== Material to process ==
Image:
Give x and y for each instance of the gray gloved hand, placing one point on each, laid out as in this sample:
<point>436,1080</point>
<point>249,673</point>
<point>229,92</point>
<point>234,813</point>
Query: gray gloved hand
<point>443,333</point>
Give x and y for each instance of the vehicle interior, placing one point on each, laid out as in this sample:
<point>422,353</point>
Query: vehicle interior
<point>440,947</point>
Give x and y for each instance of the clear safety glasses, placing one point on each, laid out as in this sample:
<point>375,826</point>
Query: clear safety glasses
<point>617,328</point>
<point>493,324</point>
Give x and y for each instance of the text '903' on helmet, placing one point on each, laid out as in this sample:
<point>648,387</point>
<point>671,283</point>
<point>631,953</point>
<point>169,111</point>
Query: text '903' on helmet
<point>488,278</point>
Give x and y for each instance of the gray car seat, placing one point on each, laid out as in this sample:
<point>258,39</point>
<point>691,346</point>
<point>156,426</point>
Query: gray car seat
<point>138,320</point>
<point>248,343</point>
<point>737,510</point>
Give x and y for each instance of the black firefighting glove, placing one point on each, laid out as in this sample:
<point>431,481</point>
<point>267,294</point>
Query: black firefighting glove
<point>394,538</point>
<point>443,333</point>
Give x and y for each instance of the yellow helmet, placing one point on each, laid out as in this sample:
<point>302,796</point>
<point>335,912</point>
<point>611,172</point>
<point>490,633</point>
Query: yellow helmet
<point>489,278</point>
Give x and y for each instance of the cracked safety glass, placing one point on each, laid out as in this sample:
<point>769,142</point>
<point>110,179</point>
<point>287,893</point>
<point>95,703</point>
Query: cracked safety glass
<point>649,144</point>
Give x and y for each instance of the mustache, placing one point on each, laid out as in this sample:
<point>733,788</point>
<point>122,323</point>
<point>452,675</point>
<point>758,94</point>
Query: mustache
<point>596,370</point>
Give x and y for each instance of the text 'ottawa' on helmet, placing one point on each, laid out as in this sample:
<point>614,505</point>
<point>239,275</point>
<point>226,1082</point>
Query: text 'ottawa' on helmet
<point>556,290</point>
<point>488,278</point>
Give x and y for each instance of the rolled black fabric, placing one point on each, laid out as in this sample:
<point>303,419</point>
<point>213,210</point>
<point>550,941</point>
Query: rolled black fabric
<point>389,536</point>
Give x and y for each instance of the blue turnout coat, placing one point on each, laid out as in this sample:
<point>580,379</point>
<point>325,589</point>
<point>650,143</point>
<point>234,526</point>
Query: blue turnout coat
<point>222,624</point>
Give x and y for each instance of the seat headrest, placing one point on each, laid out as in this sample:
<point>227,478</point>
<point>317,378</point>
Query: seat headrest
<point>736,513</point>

== Exercise directions ==
Copy word for word the lines from the one containing "Give x and y for each instance of the gray car" through the last line, including both.

== Written answer ==
Give x and y for each instance of the gray car seat, placing one point on each, laid out as in this sample:
<point>258,39</point>
<point>691,346</point>
<point>156,426</point>
Query: gray car seat
<point>138,320</point>
<point>248,343</point>
<point>737,510</point>
Give x and y for each instance of the black firefighting glove, placing one point on each, laid out as in this sample:
<point>431,481</point>
<point>267,294</point>
Query: black firefighting glove
<point>394,538</point>
<point>443,333</point>
Give x and y for each instance of the yellow helmet, placing one point on each, laid out as in this sample:
<point>302,796</point>
<point>335,912</point>
<point>611,172</point>
<point>490,633</point>
Query: yellow helmet
<point>489,278</point>
Give x and y for each instance of the cracked safety glass, placing one point on each, laid out as in this sample:
<point>769,142</point>
<point>110,179</point>
<point>287,893</point>
<point>95,703</point>
Query: cracked safety glass
<point>649,144</point>
Give x and y for each instance of the mustache, placing one point on each, laid out as in this sample:
<point>733,788</point>
<point>122,323</point>
<point>452,675</point>
<point>758,94</point>
Query: mustache
<point>596,370</point>
Give x and y for each instance of the text 'ottawa' on helmet, placing one point on each, laid out as in this sample:
<point>614,505</point>
<point>239,275</point>
<point>226,1082</point>
Query: text 'ottawa' on helmet
<point>556,290</point>
<point>488,278</point>
Give x and y for each instance of the rolled black fabric, placing one point on each, laid out as in this sample:
<point>303,419</point>
<point>213,210</point>
<point>550,941</point>
Query: rolled black fabric
<point>389,536</point>
Give x and y for each instance of the blue turnout coat, placing one point on each, laid out as in this sample:
<point>580,379</point>
<point>325,589</point>
<point>650,143</point>
<point>234,526</point>
Query: blue turnout coat
<point>222,624</point>
Give x and y for each instance of the seat headrest, placing one point on each, laid out as in this sample:
<point>227,478</point>
<point>317,378</point>
Query: seat headrest
<point>736,513</point>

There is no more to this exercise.